We can see that now we have the data in the expected format. Feel free to expand the training set to a higher percentage using the keep argument in preprocess. After preprocessing, we are ready to invoke the built-in algorithm.

SageMaker's built-in algorithms are fully managed containers that can be accessed with a simple SDK call. The following code allows us to use the BlazingText algorithm for text classification:

image=sagemaker.image_uris.retrieve(framework='blazingtext',

                                    region=region,

                                    version='1')

print(image)

433757028032.dkr.ecr.us-west-2.amazonaws.com/blazingtext:1

After execution, we get a string in a variable called image. You may be wondering, what is this string that looks like a URL path? How is this an algorithm for model training?

Container technology is the core of SageMaker managed training. Container technology allows SageMaker the flexibility to work with algorithms from any framework and any runtime requirements. Instead of using the runtime setup in the notebook and using the compute resource behind the notebook for model training, SageMaker takes the data you supply and a container image that has the runtime setup and the code base to a separate SageMaker-managed compute infrastructure to conduct model training.

The path in image points to a container image stored in Amazon Elastic Container Registry (ECR) that has the BlazingText ML algorithm. We can use it to start a model training job with a SageMaker estimator.

SageMaker estimator is a key construct for the fully managed model training that enables us to command various aspects of a model training job with a simple API. The following snippet is how we set up a training job with SageMaker's BlazingText algorithm:

estimator = sagemaker.estimator.estimator(

            image,

            role,

            instance_count=1,

            instance_type='ml.c5.2xlarge',

            volume_size=30,

            max_run=360000,

            input_mode='File',

            enable_sagemaker_metrics=True,

            output_path=s3_output_location,

            hyperparameters={

                'mode': 'supervised',

                'epochs': 20,

                'min_count': 2,

                'learning_rate': 0.05,

                'vector_dim': 10,

                'early_stopping': True,

                'patience': 4,

                'min_epochs': 5,

                'word_ngrams': 2,

            },

)

Required work:
1. In the SageMaker training passage, rename a term in the part that opens with the words containing "After execution, we" and closes with "conduct model training.": give that part again with "notebook" changed to "notebook instance".
2. According to the SageMaker training passage, where is the container image that holds the BlazingText algorithm stored?
3. Pick up the SageMaker training passage after its final line and carry it on.

Rows:
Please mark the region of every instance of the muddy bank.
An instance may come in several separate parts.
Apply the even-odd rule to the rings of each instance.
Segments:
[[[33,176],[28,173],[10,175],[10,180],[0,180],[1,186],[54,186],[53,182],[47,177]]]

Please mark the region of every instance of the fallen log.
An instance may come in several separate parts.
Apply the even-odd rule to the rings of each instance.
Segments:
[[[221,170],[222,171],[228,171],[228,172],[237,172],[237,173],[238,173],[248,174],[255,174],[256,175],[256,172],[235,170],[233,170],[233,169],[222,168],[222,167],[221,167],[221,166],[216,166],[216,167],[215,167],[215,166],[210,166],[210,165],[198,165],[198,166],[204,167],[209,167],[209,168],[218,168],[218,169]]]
...
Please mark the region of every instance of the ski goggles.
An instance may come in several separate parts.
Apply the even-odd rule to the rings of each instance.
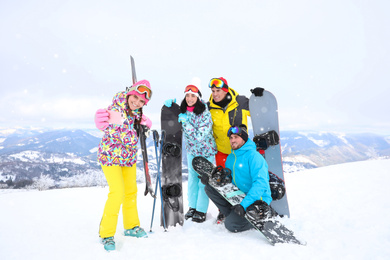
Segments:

Answers to the tasks:
1.
After execution, we get a string in a variable called image. You may be wondering, what is this string that looks like a URL path? How is this an algorithm for model training?

Container technology is the core of SageMaker managed training. Container technology allows SageMaker the flexibility to work with algorithms from any framework and any runtime requirements. Instead of using the runtime setup in the notebook instance and using the compute resource behind the notebook instance for model training, SageMaker takes the data you supply and a container image that has the runtime setup and the code base to a separate SageMaker-managed compute infrastructure to conduct model training.

2. In Amazon Elastic Container Registry (ECR).

3.
Most notably, the arguments that go into the estimator are as follows:

  • The algorithm as a container, image
  • hyperparameters for the training job
  • The compute resources needed for the job, instance_type, instance_count, and volume_size
  • The IAM execution role, role

As you can see, not only do we specify algorithmic options, but also instruct SageMaker what cloud compute resources we need for this model training run. We request one ml.c5.2xlarge instance, a compute-optimized instance that has high-performance processors, with 30 GB storage for this training job. It allows us to use a lightweight, cheap instance type (ml.t3.medium) for the notebook environment during prototyping and do full-scale training on a more powerful instance type to get the job done faster.

We have set up the algorithm and the compute resource; next, we need to associate the estimator with the training data. After we have prepared the data, we need to upload the data into an S3 bucket so that the SageMaker training job can access the ml.c5.4xlarge instance. We start the training by simply calling estimator.fit() with the data:

train_channel = prefix + '/train'

validation_channel = prefix + '/validation'

sess.upload_data(path='dbpedia_csv/dbpedia.train', bucket=bucket, key_prefix=train_channel)

sess.upload_data(path='dbpedia_csv/dbpedia.validation', bucket=bucket, key_prefix=validation_channel)

s3_train_data = f's3://{bucket}/{train_channel}'

s3_validation_data = f's3://{bucket}/{validation_channel}'

print(s3_train_data)

print(s3_validation_data)

data_channels = {'train': s3_train_data,

                 'validation': s3_validation_data}

exp_datetime = strftime('%Y-%m-%d-%H-%M-%S', gmtime())

jobname = f'dbpedia-blazingtext-{exp_datetime}'

estimator.fit(inputs=data_channels,

              job_name=jobname,

              logs=True)

You can see the job log in the notebook and observe the following:

  • SageMaker spins up one ml.c5.2xlarge instance for this training job.
  • SageMaker downloads the data from S3 and the BlazingText container image from ECR.
  • SageMaker runs the model training and logs the training and validation accuracy in the cell output shown here:

    #train_accuracy: 0.9961

    Number of train examples: 112000

    #validation_accuracy: 0.9766

    Number of validation examples: 70000

The cell output from the training job is also available in Amazon CloudWatch Logs. The metrics of the training job, such as CPU utilization and accuracy measures, which we enabled in estimator(…, enable_sagemaker_metrics=True), are sent to Amazon CloudWatch Metrics automatically. This gives us governance of the training jobs even if the notebooks are accidentally deleted.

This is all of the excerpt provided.